-- start --

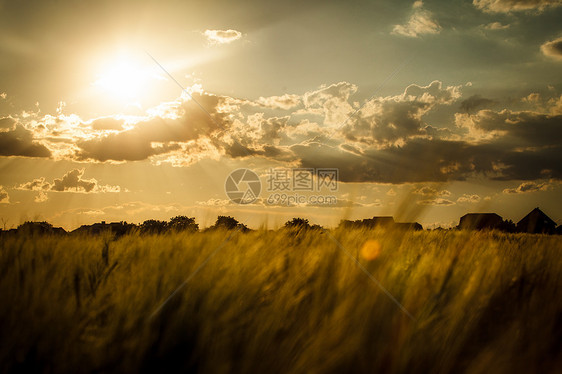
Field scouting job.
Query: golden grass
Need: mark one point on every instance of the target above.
(282, 301)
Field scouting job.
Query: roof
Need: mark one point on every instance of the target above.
(535, 215)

-- end --

Rewrite every row with "scouting" changed to "survey" and nothing else altered. Leave out the pictures.

Field survey job.
Query: golden grass
Need: mark one point on every instance of the target above.
(282, 301)
Field survey job.
Query: roof
Need: mark one point on every instance of the target above.
(535, 215)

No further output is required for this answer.